Given instruction 1: Reproduce the portion of the picoLCD thread below that begins with the words containing "## andrewwalker27" and ends with "Card Reader/Writer (Internal/External)".

Selection:
# Can't find any howto for pico-LCD display

## andrewwalker27

I've got a USB-LCD-2x2 display apparently called a picoLCD that I can't get to work. I've installed lcdproc but it doesn't seem to work and I can't seem to find a howto of any sort to help. Can anyone point me in the direction of a decent guide? I can see the device on my usb bus

athlon64 fred # lsusb

Bus 002 Device 003: ID 04d8:0002 Microchip Technology, Inc.

Bus 002 Device 001: ID 1d6b:0001

Bus 001 Device 001: ID 1d6b:0002

Bus 001 Device 002: ID 058f:6362 Alcor Micro Corp. Hi-Speed 21-in-1 Flash Card Reader/Writer (Internal/External)

athlon64 fred #

but is all I get when I try lcdproc

athlon64 fred # lcdproc

sock_connect: connect failed

Error connecting to LCD server localhost on port 13666.

Check to see that the server is running and operating normally.

Given instruction 2: Locate every line in the entries below that contains the word "wire", matching case exactly, and copy each of those lines.

Entries:
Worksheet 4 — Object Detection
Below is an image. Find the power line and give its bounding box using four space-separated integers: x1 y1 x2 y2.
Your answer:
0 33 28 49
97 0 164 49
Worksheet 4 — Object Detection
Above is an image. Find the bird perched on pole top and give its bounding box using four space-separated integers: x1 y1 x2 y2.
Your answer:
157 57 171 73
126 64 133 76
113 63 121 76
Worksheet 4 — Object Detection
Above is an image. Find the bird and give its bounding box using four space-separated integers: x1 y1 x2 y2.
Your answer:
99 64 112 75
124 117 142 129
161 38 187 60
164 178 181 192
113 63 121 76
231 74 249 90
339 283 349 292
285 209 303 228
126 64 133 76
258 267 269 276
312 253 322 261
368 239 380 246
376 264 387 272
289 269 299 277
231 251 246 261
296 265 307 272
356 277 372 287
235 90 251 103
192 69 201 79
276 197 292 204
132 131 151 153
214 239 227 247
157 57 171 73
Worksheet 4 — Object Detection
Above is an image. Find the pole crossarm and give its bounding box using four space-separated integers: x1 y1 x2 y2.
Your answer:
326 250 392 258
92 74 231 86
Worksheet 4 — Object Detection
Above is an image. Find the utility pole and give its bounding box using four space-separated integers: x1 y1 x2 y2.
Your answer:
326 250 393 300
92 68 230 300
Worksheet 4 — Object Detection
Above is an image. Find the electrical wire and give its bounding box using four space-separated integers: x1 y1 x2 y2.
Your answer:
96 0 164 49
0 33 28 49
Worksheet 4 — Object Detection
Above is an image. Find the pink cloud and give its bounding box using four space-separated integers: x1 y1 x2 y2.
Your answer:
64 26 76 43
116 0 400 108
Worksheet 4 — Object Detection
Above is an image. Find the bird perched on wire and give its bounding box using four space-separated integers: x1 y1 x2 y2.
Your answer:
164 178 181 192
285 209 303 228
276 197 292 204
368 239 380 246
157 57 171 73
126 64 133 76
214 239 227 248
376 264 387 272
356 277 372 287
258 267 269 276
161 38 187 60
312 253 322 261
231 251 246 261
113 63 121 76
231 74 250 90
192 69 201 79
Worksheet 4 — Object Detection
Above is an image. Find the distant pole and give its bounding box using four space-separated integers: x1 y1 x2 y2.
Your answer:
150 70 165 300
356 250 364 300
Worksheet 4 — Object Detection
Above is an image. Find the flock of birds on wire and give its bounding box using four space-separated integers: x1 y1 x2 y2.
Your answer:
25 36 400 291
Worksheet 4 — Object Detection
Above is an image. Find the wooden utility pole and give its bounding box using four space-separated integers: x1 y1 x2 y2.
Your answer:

Expected answer 1:
## andrewwalker27

I've got a USB-LCD-2x2 display apparently called a picoLCD that I can't get to work. I've installed lcdproc but it doesn't seem to work and I can't seem to find a howto of any sort to help. Can anyone point me in the direction of a decent guide? I can see the device on my usb bus

athlon64 fred # lsusb

Bus 002 Device 003: ID 04d8:0002 Microchip Technology, Inc.

Bus 002 Device 001: ID 1d6b:0001

Bus 001 Device 001: ID 1d6b:0002

Bus 001 Device 002: ID 058f:6362 Alcor Micro Corp. Hi-Speed 21-in-1 Flash Card Reader/Writer (Internal/External)

Expected answer 2:
Above is an image. Find the electrical wire and give its bounding box using four space-separated integers: x1 y1 x2 y2.
Above is an image. Find the bird perched on wire and give its bounding box using four space-separated integers: x1 y1 x2 y2.
Above is an image. Find the flock of birds on wire and give its bounding box using four space-separated integers: x1 y1 x2 y2.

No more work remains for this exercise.